Exercise details = Would you restate the entries below exactly, keeping every line?

Start of Data to examine

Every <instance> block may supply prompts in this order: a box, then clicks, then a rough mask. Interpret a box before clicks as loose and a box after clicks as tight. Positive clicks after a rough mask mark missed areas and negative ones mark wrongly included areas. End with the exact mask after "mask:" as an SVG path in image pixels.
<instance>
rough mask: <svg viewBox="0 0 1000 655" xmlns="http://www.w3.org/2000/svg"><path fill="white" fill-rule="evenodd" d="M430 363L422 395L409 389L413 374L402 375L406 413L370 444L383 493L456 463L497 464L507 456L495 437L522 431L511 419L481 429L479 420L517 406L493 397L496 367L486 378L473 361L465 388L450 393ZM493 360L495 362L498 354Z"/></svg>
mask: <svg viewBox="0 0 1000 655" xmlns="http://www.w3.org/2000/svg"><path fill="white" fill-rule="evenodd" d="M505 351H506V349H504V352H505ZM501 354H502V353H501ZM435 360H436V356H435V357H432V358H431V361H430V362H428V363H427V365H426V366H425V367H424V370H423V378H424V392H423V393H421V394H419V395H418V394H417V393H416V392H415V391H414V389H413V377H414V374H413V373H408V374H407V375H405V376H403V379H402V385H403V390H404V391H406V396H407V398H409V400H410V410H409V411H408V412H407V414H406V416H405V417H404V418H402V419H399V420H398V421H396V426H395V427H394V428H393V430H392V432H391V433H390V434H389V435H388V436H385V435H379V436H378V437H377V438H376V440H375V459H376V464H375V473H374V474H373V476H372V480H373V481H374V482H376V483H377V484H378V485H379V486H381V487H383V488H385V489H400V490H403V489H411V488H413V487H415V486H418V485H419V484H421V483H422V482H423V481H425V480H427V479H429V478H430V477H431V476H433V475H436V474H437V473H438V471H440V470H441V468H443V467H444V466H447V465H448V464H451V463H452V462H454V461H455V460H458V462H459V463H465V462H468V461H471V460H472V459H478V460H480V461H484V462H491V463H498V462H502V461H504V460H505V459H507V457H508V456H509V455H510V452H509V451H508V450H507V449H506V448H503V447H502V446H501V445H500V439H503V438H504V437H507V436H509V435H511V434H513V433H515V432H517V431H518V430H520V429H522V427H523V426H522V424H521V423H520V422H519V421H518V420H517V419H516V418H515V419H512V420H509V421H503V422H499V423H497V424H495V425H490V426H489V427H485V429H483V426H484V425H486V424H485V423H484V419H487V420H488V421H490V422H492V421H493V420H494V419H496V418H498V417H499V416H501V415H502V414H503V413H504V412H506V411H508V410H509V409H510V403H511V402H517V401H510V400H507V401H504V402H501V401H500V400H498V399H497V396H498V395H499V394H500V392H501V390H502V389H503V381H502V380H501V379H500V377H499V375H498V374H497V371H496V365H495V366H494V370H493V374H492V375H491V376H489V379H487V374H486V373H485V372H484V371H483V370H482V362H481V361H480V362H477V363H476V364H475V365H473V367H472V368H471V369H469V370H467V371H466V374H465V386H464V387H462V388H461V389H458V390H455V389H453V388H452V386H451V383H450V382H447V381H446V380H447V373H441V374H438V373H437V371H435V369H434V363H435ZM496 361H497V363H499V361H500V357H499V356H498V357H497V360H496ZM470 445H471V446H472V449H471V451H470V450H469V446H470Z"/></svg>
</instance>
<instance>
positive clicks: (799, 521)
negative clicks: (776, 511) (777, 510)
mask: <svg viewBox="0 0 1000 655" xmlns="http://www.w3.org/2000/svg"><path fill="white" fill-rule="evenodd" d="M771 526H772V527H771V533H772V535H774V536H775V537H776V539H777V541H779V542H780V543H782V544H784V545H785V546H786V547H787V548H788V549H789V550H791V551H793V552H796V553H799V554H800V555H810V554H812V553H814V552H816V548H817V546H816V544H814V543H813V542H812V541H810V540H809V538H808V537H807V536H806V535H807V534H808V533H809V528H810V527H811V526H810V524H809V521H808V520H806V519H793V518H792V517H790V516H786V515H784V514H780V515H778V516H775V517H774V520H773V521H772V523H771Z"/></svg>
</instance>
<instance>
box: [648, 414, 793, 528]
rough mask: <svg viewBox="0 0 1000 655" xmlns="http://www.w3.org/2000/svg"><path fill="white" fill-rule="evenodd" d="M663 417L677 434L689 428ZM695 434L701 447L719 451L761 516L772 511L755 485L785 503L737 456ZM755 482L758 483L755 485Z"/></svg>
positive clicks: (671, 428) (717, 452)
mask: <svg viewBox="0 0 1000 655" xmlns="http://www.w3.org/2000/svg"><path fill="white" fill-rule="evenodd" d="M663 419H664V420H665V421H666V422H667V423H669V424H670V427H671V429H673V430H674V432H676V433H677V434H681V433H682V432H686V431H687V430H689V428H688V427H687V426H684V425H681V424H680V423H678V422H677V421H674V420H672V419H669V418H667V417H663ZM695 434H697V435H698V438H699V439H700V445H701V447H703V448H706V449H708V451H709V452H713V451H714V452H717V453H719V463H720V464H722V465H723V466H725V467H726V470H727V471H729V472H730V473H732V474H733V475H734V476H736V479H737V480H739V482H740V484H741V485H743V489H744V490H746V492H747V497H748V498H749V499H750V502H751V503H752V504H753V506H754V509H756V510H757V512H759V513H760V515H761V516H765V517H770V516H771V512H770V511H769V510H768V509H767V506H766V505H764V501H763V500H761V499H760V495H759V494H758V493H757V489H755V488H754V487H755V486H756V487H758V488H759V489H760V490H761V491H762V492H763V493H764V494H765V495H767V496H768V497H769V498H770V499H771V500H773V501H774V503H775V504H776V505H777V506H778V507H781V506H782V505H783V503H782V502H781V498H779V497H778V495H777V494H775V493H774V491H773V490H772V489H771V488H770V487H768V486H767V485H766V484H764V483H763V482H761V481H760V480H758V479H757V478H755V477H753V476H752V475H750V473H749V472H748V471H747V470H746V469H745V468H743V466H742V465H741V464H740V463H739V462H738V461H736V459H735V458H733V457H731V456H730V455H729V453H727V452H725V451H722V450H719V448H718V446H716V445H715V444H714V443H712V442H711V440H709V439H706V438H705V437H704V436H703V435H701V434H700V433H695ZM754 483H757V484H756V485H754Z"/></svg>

End of Data to examine

Solution for this problem =
Every <instance> block may supply prompts in this order: a box, then clicks, then a rough mask. Interpret a box before clicks as loose and a box after clicks as tight. Positive clicks after a rough mask mark missed areas and negative ones mark wrongly included areas. End with the exact mask after "mask:" as an SVG path in image pixels.
<instance>
rough mask: <svg viewBox="0 0 1000 655" xmlns="http://www.w3.org/2000/svg"><path fill="white" fill-rule="evenodd" d="M430 363L422 395L409 389L413 374L402 375L406 413L370 444L383 493L456 463L497 464L507 456L495 437L522 431L511 419L481 429L479 420L517 406L493 397L496 367L486 378L473 361L465 388L450 393ZM493 360L495 362L498 354Z"/></svg>
mask: <svg viewBox="0 0 1000 655" xmlns="http://www.w3.org/2000/svg"><path fill="white" fill-rule="evenodd" d="M505 351H506V349H504V352H505ZM501 354H502V353H501ZM435 360H436V356H435V357H432V358H431V361H430V362H428V363H427V365H426V366H425V367H424V370H423V378H424V392H423V393H421V394H419V395H418V394H417V393H416V392H415V391H414V389H413V377H414V374H413V373H408V374H407V375H405V376H403V379H402V385H403V390H404V391H406V396H407V398H409V400H410V410H409V411H408V412H407V414H406V416H405V417H404V418H402V419H399V420H398V421H396V426H395V427H394V428H393V430H392V432H391V433H390V434H389V435H388V436H385V435H379V436H378V437H377V438H376V440H375V459H376V464H375V473H374V474H373V476H372V480H373V481H374V482H376V483H377V484H378V485H379V486H381V487H383V488H385V489H400V490H403V489H411V488H413V487H415V486H418V485H419V484H421V483H422V482H423V481H425V480H427V479H429V478H430V477H431V476H433V475H436V474H437V473H438V471H440V470H441V468H443V467H444V466H447V465H448V464H451V463H452V462H454V461H455V460H458V462H459V463H465V462H468V461H471V460H472V459H478V460H480V461H484V462H491V463H498V462H502V461H504V460H505V459H507V457H508V456H509V455H510V452H509V451H508V450H507V449H506V448H503V447H502V446H501V445H500V439H503V438H504V437H507V436H509V435H511V434H513V433H515V432H517V431H518V430H520V429H522V427H523V426H522V424H521V423H520V422H519V421H518V420H517V419H516V418H515V419H512V420H509V421H503V422H499V423H497V424H495V425H490V426H489V427H485V429H483V426H484V425H486V424H485V423H484V419H487V420H488V421H490V422H492V421H493V420H494V419H496V418H498V417H499V416H501V415H502V414H503V413H504V412H506V411H508V410H509V409H510V403H511V402H517V401H510V400H507V401H504V402H501V401H500V400H498V399H497V396H498V395H499V394H500V392H501V390H502V389H503V381H502V380H501V379H500V377H499V375H498V374H497V371H496V365H495V366H494V370H493V374H492V375H491V376H489V379H487V374H486V373H485V372H484V371H483V370H482V362H481V361H480V362H477V363H476V364H475V365H473V367H472V368H471V369H469V370H467V371H466V374H465V386H464V387H462V388H461V389H458V390H455V389H453V388H452V386H451V383H450V382H447V381H446V380H447V373H441V374H438V373H437V371H435V369H434V363H435ZM496 361H497V363H499V361H500V357H499V356H498V357H497V360H496ZM470 445H471V446H472V449H471V451H470V450H469V446H470Z"/></svg>
</instance>
<instance>
positive clicks: (799, 521)
negative clicks: (776, 511) (777, 510)
mask: <svg viewBox="0 0 1000 655" xmlns="http://www.w3.org/2000/svg"><path fill="white" fill-rule="evenodd" d="M771 526H772V527H771V533H772V535H774V536H775V537H776V539H777V541H779V542H780V543H782V544H784V545H785V546H786V547H787V548H788V549H789V550H791V551H793V552H796V553H799V554H800V555H810V554H812V553H814V552H816V548H817V546H816V544H814V543H813V542H812V541H810V540H809V538H808V537H807V536H806V535H807V534H808V533H809V528H810V527H811V526H810V524H809V521H808V520H806V519H793V518H792V517H790V516H786V515H784V514H780V515H778V516H775V517H774V520H773V521H772V523H771Z"/></svg>
</instance>
<instance>
box: [648, 414, 793, 528]
rough mask: <svg viewBox="0 0 1000 655" xmlns="http://www.w3.org/2000/svg"><path fill="white" fill-rule="evenodd" d="M663 417L677 434L689 428ZM695 434L701 447L719 451L761 516L772 511L755 485L785 503L737 456ZM755 482L758 483L755 485Z"/></svg>
positive clicks: (671, 428) (717, 452)
mask: <svg viewBox="0 0 1000 655" xmlns="http://www.w3.org/2000/svg"><path fill="white" fill-rule="evenodd" d="M663 419H664V420H665V421H666V422H667V423H669V424H670V427H671V429H673V430H674V432H676V433H677V434H681V433H682V432H686V431H687V430H689V428H688V427H687V426H684V425H681V424H680V423H678V422H677V421H674V420H672V419H669V418H667V417H663ZM695 434H697V435H698V438H699V439H700V445H701V447H703V448H706V449H708V451H709V452H713V451H714V452H717V453H719V463H720V464H722V465H723V466H725V467H726V470H727V471H729V472H730V473H732V474H733V475H734V476H736V479H737V480H739V482H740V484H741V485H743V489H744V490H746V492H747V497H748V498H749V499H750V502H751V503H752V504H753V506H754V509H756V510H757V512H759V513H760V515H761V516H765V517H770V516H771V512H770V511H769V510H768V509H767V506H766V505H764V501H763V500H761V499H760V495H759V494H758V493H757V489H755V488H754V487H755V486H756V487H758V488H759V489H760V490H761V491H762V492H763V493H764V494H765V495H767V496H768V497H769V498H770V499H771V500H773V501H774V503H775V504H776V505H777V506H778V507H781V506H782V505H783V503H782V502H781V498H779V497H778V495H777V494H775V493H774V491H773V490H772V489H771V488H770V487H768V486H767V485H766V484H764V483H763V482H761V481H760V480H758V479H757V478H755V477H753V476H752V475H750V473H749V472H748V471H747V470H746V469H745V468H743V466H742V465H741V464H740V463H739V462H738V461H736V459H735V458H733V457H731V456H730V455H729V453H727V452H725V451H722V450H719V448H718V446H716V445H715V444H714V443H712V442H711V440H709V439H706V438H705V437H704V436H703V435H701V434H700V433H695ZM754 483H757V484H756V485H754Z"/></svg>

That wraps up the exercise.